* **WHAT IS REQUIRED**
Copy the data from its first line through the line containing "702], [700, 681]]", swapping "trolley pole" for "streetcar pole" and leaving everything else unchanged.

┏━━

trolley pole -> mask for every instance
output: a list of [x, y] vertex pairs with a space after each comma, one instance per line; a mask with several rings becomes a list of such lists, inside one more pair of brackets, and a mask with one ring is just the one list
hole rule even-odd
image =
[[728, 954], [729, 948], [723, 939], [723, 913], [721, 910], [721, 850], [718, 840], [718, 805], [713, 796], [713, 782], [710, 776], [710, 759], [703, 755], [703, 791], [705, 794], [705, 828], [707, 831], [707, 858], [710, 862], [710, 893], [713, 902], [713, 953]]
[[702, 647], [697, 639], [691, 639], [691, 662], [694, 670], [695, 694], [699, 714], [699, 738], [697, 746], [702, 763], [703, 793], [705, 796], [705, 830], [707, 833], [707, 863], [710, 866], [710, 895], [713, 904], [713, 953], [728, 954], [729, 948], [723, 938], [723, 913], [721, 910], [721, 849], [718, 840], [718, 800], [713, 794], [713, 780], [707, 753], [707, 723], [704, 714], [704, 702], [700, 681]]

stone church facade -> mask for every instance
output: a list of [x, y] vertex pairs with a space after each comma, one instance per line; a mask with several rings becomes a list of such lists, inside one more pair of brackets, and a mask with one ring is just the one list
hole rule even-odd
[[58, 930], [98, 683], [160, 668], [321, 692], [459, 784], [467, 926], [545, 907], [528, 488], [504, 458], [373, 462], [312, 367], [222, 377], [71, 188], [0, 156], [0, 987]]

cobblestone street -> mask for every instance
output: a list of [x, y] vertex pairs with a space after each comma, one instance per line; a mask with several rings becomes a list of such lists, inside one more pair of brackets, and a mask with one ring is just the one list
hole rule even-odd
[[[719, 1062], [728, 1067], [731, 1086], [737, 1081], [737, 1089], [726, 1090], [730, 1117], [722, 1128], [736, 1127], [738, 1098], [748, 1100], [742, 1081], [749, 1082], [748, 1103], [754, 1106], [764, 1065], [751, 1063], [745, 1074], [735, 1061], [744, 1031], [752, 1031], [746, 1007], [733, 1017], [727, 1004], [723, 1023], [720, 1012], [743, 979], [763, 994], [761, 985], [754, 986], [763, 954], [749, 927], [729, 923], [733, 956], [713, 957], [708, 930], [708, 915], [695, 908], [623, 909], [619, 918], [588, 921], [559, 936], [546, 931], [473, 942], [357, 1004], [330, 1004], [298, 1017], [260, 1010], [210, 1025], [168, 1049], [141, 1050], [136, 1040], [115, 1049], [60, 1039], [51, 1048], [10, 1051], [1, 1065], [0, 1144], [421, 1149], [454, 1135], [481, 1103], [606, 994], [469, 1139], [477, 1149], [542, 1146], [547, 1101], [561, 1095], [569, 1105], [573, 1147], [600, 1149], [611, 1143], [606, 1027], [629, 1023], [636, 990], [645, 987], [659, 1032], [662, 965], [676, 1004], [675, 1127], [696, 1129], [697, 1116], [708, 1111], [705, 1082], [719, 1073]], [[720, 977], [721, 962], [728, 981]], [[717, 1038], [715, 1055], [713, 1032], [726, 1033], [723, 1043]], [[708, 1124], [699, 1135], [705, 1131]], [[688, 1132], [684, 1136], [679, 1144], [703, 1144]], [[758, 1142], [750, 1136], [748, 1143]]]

┗━━

* **WRITTEN SOLUTION**
streetcar pole -> mask for every instance
output: a list of [x, y] vertex pairs with a space after each comma, one instance per line; a mask with several rings becomes a list of such lists, inside one more pair of brackets, and a mask with one ring is just the one list
hole rule even-odd
image =
[[728, 954], [729, 948], [723, 939], [723, 913], [721, 910], [721, 850], [718, 840], [718, 805], [713, 796], [713, 782], [710, 776], [710, 759], [703, 755], [703, 791], [705, 794], [705, 828], [707, 831], [707, 858], [710, 862], [710, 893], [713, 902], [713, 953]]
[[702, 647], [697, 639], [691, 639], [691, 662], [694, 670], [695, 694], [699, 714], [699, 738], [697, 746], [702, 763], [703, 793], [705, 796], [705, 830], [707, 833], [707, 863], [710, 866], [710, 895], [713, 904], [713, 953], [728, 954], [729, 948], [723, 938], [723, 913], [721, 910], [721, 849], [718, 840], [718, 800], [713, 794], [713, 780], [707, 753], [707, 723], [704, 714], [704, 702], [700, 681]]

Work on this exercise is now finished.